━━ Gegeven tekst ━━

Steengoed uit Westerwald

  • Steengoed (Periode 1 & 2 & 3 en 4)

Ook wel Kannenbackerland genoemd, gelegen op de Oost oever van de Rijn tegenover Koblenz. In de17e en 18e eeuw vonden we rond Westerwald een aantal gehuchten waar ook steengoed werd geproduceerd, deze vallen allemaal onder de groep Westerwald. Het gaat hierbij om Hohr, Grenzhausen, Grenzau en Urbar. Over de productie in de 14e eeuw is zo goed als niets bekend. Wat wel zeker is, is dat er werd gewerkt in de Siegburg traditie en hierdoor dus slecht te onderscheiden. In de 15e eeuw zien we kleine hoeveelheid oranje rood gevlamd steengoed. Rond 1590 begon er een verplaatsing op te treden van pottenbakkers uit Raeren naar Westerwald. De regio rond Rearen had te lijden onder oorlogshandelingen, en de concurrentie in Raeren zelf was waarschijnlijk te groot geworden. Hier werd samen met familie Knütgen uit Siegburg, en de Remy familie uit de Elzas de pottenbakkerij van Westerwald gesticht. Pas nadat in 1632 de pottenbakkers die Siegburg ontvluchte zich in Altenrath en Westerwald vestigeden, weten we meer over de productie in Westerwald. Hierdoor is het in de eerste helft van de 17e eeuw niet te zeggen of een product uit Raeren, Siegburgh of Westerwald afkomstig was. De bloeiperiode van de steengoed productie in Westerwald ligt in de 17e en 18e eeuw. Kenmerkend voor dit steengoed is een kobaltblauwe tot paarse engobe (Afbeelding 1). De meeste producten werden via Keulen verhandeld, en worden daardoor vaak ten onterecht Keuls aardewerk genoemd. In Westerwald werd toen het steengoed vanuit de Renaissance naar de Barok gevoerd. In de 18e en 19e eeuw was deze regio vooral bekend om zijn productie van kleipijpen. Tegenwoordig wordt er nog witbakkend aardewerk geproduceerd.

━━━
━━ Taakgegevens ━━

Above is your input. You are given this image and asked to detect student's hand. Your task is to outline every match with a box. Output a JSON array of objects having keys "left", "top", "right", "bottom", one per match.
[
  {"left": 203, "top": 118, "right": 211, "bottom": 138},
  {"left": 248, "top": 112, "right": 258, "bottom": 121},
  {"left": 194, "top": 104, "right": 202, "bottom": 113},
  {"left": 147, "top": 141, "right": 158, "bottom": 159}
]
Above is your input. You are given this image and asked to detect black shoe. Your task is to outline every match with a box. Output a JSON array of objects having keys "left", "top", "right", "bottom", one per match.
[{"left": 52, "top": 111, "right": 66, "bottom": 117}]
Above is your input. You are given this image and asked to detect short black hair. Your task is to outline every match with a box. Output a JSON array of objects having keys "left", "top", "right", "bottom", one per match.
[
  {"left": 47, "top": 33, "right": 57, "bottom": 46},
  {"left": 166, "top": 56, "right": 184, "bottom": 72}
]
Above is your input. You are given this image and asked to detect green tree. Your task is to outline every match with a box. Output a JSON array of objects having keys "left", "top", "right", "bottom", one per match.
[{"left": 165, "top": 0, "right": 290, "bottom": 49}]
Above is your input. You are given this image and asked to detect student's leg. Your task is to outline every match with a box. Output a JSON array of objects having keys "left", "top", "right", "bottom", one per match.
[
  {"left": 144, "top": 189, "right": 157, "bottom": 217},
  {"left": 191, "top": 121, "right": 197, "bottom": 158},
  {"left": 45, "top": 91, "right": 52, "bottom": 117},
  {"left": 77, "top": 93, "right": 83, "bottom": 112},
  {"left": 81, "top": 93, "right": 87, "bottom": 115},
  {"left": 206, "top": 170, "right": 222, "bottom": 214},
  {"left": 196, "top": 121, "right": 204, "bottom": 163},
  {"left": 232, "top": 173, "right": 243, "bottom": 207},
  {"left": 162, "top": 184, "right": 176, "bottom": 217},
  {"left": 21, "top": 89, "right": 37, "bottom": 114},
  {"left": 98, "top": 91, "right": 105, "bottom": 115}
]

━━━

- Opdracht 1
Waar was de regio volgens de tekst over steengoed uit Westerwald in de 18e en 19e eeuw vooral bekend om?
- Opdracht 2
Neem uit de items het stuk vanaf de regel met "detect student's leg." tot en met het einde van de items opnieuw over, en wissel daarin "student's leg" om voor "student's knee". Laat al het andere ongewijzigd.
De tekst en de items staan volledig los van elkaar.

- Resultaat 1
Om de productie van kleipijpen.

- Resultaat 2
Above is your input. You are given this image and asked to detect student's knee. Your task is to outline every match with a box. Output a JSON array of objects having keys "left", "top", "right", "bottom", one per match.
[
  {"left": 144, "top": 189, "right": 157, "bottom": 217},
  {"left": 191, "top": 121, "right": 197, "bottom": 158},
  {"left": 45, "top": 91, "right": 52, "bottom": 117},
  {"left": 77, "top": 93, "right": 83, "bottom": 112},
  {"left": 81, "top": 93, "right": 87, "bottom": 115},
  {"left": 206, "top": 170, "right": 222, "bottom": 214},
  {"left": 196, "top": 121, "right": 204, "bottom": 163},
  {"left": 232, "top": 173, "right": 243, "bottom": 207},
  {"left": 162, "top": 184, "right": 176, "bottom": 217},
  {"left": 21, "top": 89, "right": 37, "bottom": 114},
  {"left": 98, "top": 91, "right": 105, "bottom": 115}
]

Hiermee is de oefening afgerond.